大地の皆さん、毎年ブナ運動へのご支援ありがとうございます。

 

私たちは、農薬の空中散布や、ダイオキシン含有の除草剤MOの全域禁止、

或いは合成洗剤の転換など、食の安全や環境問題に関する運動を

古くから積極的に行なってきました。

空散やMOの全域排除を、生産者からの提案で25年も前に行なったのは、

全国的にも初めてであり、画期的なことでした。

 

こうした中で、こともあろうに村行政主導でゴルフ場を建設する企画が、持ち上がりました。

                                   ≪エビ注-90年頃の話です≫

この企画は、賛否の住民が対立する大騒動になりましたが、

全国の消費者団体の皆さんの応援も頂いて、かろうじて撤回させました。

 

このように、食や環境に関する住民運動が盛んに展開されている農業の村・大潟村で、

このような企画が村当局から出たり、また、これに賛同する農家住民が数多くいたということは、

食の安全や環境についての認識が地域全体に浸透していないことだということに気づき、

それまでの運動を大いに反省しました。

* 保存済みの行 *
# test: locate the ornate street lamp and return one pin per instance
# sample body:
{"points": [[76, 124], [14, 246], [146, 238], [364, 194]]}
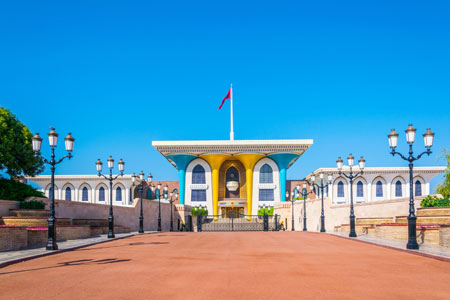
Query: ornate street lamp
{"points": [[159, 206], [292, 208], [321, 187], [141, 191], [174, 192], [110, 178], [351, 176], [53, 141], [428, 138], [304, 194]]}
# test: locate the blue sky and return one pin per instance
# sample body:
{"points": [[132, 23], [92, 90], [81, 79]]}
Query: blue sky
{"points": [[120, 74]]}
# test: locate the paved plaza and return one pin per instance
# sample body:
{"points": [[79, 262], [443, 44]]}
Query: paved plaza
{"points": [[259, 265]]}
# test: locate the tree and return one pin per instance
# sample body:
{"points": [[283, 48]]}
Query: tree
{"points": [[444, 187], [16, 152]]}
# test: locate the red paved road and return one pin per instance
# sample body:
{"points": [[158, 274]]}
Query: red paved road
{"points": [[261, 265]]}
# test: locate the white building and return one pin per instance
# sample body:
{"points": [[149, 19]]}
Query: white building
{"points": [[378, 183]]}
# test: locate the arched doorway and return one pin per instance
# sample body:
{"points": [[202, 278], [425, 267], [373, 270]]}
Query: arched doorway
{"points": [[232, 187]]}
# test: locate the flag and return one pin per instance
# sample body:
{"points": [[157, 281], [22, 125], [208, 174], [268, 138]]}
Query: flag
{"points": [[228, 96]]}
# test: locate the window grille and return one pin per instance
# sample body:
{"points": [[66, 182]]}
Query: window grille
{"points": [[359, 189], [198, 175], [398, 189], [379, 189], [266, 195], [198, 195], [118, 194], [418, 191], [266, 174], [68, 194], [101, 194], [340, 189], [85, 194]]}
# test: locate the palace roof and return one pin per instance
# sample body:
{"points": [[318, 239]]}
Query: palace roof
{"points": [[234, 147]]}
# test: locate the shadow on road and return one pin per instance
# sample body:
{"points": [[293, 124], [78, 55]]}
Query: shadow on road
{"points": [[73, 263], [125, 245]]}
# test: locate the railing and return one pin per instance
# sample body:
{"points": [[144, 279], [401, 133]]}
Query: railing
{"points": [[239, 223]]}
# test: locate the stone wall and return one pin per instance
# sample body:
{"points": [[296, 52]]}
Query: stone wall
{"points": [[338, 214], [123, 215], [444, 235], [13, 238], [6, 205]]}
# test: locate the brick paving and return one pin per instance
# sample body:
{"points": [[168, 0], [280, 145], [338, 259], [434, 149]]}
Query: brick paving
{"points": [[238, 265], [433, 250], [7, 257]]}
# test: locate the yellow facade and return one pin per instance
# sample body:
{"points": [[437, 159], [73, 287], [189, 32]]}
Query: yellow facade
{"points": [[216, 160]]}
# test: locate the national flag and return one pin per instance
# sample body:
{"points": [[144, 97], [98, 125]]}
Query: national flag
{"points": [[228, 96]]}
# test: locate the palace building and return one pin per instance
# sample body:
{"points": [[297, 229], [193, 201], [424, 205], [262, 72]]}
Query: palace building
{"points": [[232, 175]]}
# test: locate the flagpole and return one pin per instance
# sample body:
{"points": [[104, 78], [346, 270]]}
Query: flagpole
{"points": [[231, 111]]}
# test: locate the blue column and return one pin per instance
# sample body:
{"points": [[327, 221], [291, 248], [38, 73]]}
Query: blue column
{"points": [[284, 161], [181, 161]]}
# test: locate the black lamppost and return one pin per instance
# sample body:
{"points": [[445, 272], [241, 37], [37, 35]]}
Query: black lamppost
{"points": [[53, 141], [172, 201], [111, 178], [292, 209], [141, 191], [304, 194], [161, 195], [428, 137], [351, 176], [321, 187]]}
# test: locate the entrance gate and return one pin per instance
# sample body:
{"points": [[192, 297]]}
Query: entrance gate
{"points": [[239, 223]]}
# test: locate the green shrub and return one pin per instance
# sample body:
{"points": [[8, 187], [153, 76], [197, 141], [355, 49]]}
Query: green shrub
{"points": [[265, 211], [32, 204], [434, 201], [199, 211], [15, 190]]}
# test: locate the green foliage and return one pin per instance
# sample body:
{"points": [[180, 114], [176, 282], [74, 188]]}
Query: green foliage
{"points": [[32, 204], [444, 187], [433, 201], [265, 211], [16, 152], [14, 190], [199, 211]]}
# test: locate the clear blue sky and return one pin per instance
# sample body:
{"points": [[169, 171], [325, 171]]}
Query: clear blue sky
{"points": [[119, 75]]}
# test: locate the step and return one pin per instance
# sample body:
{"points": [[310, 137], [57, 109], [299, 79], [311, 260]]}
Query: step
{"points": [[428, 219], [33, 221], [373, 221], [426, 233], [90, 222], [433, 211], [29, 213]]}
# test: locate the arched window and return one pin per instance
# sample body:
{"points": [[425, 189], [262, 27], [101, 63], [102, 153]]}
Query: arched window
{"points": [[340, 189], [266, 174], [198, 195], [418, 191], [85, 194], [101, 194], [68, 194], [359, 189], [118, 194], [398, 189], [379, 189], [266, 195], [198, 175]]}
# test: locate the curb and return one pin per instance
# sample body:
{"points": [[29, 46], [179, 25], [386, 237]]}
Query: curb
{"points": [[22, 259], [413, 252]]}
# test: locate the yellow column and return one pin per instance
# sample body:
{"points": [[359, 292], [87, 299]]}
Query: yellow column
{"points": [[249, 161], [215, 161]]}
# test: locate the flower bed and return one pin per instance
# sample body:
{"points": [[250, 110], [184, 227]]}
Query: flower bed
{"points": [[418, 225]]}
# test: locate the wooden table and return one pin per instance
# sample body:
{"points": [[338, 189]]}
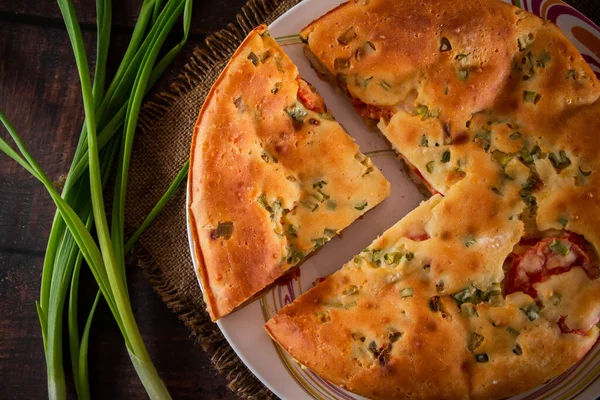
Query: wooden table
{"points": [[40, 93]]}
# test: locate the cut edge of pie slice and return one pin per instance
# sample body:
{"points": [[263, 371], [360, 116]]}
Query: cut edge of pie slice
{"points": [[494, 106], [273, 176]]}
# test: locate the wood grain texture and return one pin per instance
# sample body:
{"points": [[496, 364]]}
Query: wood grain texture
{"points": [[208, 16], [40, 93]]}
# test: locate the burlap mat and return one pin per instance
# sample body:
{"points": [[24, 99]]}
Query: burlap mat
{"points": [[161, 147]]}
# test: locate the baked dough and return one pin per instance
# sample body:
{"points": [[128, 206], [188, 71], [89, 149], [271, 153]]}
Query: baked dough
{"points": [[490, 287], [272, 178]]}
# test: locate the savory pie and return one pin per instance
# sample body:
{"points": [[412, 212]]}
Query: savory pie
{"points": [[273, 176], [491, 287]]}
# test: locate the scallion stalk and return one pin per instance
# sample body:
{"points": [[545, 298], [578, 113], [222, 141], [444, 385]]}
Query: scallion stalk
{"points": [[70, 240]]}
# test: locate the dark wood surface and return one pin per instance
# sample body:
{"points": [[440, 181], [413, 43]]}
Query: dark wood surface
{"points": [[40, 93]]}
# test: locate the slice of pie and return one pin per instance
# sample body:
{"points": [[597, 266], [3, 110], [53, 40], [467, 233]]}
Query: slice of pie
{"points": [[428, 312], [492, 286], [273, 177]]}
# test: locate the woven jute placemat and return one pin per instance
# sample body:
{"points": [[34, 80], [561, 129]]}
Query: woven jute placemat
{"points": [[161, 147]]}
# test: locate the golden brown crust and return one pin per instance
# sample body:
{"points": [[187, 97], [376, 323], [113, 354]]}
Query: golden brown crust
{"points": [[497, 111], [272, 176]]}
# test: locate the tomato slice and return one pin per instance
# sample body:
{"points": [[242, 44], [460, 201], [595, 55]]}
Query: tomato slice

* 課題 *
ページ本文のうち、「全国の消費者団体の皆さんの応援も頂いて、かろうじて撤回させました。」から「それまでの運動を大いに反省しました。」までを一字一句変えずに出力してください。

* 正しい結果 *
全国の消費者団体の皆さんの応援も頂いて、かろうじて撤回させました。

 

このように、食や環境に関する住民運動が盛んに展開されている農業の村・大潟村で、

このような企画が村当局から出たり、また、これに賛同する農家住民が数多くいたということは、

食の安全や環境についての認識が地域全体に浸透していないことだということに気づき、

それまでの運動を大いに反省しました。